# Instructions for the task
Rescale the data between the line containing "Dataset curation — class: shrub." and the line containing "416,107,445,119", inclusive, by reproducing every line, requests included, with each bounding-box coordinate in the answers multiplied by 2 and rounded to a whole number, halves rounded up. Leave the numbers in the requests and their format samples unchanged.

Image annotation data
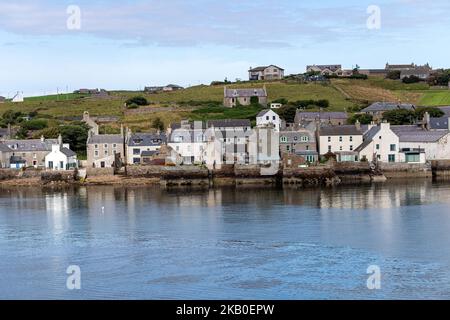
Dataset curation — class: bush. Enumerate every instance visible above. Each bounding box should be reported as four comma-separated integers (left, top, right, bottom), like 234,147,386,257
127,103,139,109
125,96,148,106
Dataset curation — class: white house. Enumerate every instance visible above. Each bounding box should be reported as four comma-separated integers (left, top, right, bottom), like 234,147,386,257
318,125,363,161
256,109,281,132
356,123,404,162
12,91,23,103
167,120,206,164
45,141,78,170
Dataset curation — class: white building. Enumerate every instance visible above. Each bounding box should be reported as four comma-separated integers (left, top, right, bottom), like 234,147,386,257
45,143,78,170
356,123,404,162
318,125,363,161
256,110,281,132
11,91,24,103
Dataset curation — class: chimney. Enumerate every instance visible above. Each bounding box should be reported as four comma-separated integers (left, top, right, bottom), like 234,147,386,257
422,112,431,130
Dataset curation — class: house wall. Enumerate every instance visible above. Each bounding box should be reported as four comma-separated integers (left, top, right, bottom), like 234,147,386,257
87,143,123,168
256,111,281,132
400,134,450,161
359,123,404,162
319,135,363,156
126,145,161,164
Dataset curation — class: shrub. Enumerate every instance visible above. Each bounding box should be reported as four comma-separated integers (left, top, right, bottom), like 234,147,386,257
125,96,148,106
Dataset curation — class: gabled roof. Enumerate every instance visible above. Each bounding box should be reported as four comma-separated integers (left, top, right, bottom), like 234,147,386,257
430,117,448,130
249,64,284,72
3,139,58,152
61,148,77,157
225,88,267,98
319,125,363,136
88,134,123,144
127,133,167,147
391,126,449,143
256,109,276,118
207,119,252,128
297,111,348,120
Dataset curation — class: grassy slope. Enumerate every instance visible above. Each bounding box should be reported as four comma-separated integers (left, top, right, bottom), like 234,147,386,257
0,78,450,130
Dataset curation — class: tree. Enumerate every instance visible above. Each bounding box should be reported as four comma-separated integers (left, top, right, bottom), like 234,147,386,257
349,114,373,124
152,117,165,131
386,71,401,80
277,105,297,123
125,96,148,106
383,109,416,125
416,107,445,119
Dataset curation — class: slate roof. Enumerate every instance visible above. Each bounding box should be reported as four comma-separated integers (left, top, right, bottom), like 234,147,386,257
61,148,77,157
207,119,252,128
3,139,58,152
430,117,448,130
0,143,12,152
127,133,167,147
256,109,272,118
297,111,348,120
361,102,415,112
88,134,123,144
391,126,449,143
319,125,363,136
225,88,267,98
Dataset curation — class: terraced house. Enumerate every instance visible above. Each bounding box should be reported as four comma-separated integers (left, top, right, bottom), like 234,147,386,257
248,64,284,81
126,132,167,164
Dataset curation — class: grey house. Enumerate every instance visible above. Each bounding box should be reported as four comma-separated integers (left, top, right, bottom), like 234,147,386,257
223,86,267,108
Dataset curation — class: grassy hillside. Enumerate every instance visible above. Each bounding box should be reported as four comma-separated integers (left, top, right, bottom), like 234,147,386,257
0,78,450,131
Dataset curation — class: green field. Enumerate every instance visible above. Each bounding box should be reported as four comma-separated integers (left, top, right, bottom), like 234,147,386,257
0,78,450,130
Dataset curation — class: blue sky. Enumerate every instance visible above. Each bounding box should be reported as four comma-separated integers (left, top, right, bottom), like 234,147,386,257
0,0,450,96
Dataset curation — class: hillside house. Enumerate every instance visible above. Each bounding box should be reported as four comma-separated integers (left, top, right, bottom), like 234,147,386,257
223,86,267,108
248,65,284,81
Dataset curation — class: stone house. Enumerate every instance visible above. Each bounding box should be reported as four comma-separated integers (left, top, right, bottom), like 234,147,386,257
280,128,319,163
126,132,167,164
294,111,348,126
2,137,60,168
248,65,284,81
223,86,267,108
317,124,363,162
87,134,125,168
256,109,281,131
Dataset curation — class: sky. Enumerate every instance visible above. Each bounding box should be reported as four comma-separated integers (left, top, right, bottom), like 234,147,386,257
0,0,450,97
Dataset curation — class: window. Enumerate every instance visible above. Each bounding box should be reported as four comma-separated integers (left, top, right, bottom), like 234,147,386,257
406,153,420,163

# Result for this task
Dataset curation — class: shrub. Enumerate every instance visible above. Each bounding box should be reported as four comma-separated integers (left, top, right, bottom), like 234,147,386,257
250,192,296,212
Dataset curation — class: gabled roof. Enumerate every instance visible above. Each bounding box should be reported as four comma-separated integers (left, top, right, bottom), like 234,147,386,257
860,234,896,260
498,128,568,144
6,278,116,304
122,296,154,314
450,176,534,196
638,250,726,272
176,268,246,288
254,266,334,294
782,252,898,286
512,218,552,236
414,238,504,256
594,222,696,240
Dataset curation — class: grassy slope. Enumerate every instance visible above. Each bounding box should be reported as four comma-separated integers (left, top, right, bottom), like 234,147,386,257
0,156,900,260
Dataset curation — class: tree. Enumerate every instance visible above. Each bounding box should be reported as four comma-separated integers (left, top, right, bottom), like 234,147,386,257
698,228,746,248
304,234,330,262
772,142,802,160
554,210,594,246
250,192,296,212
766,218,832,250
832,214,890,238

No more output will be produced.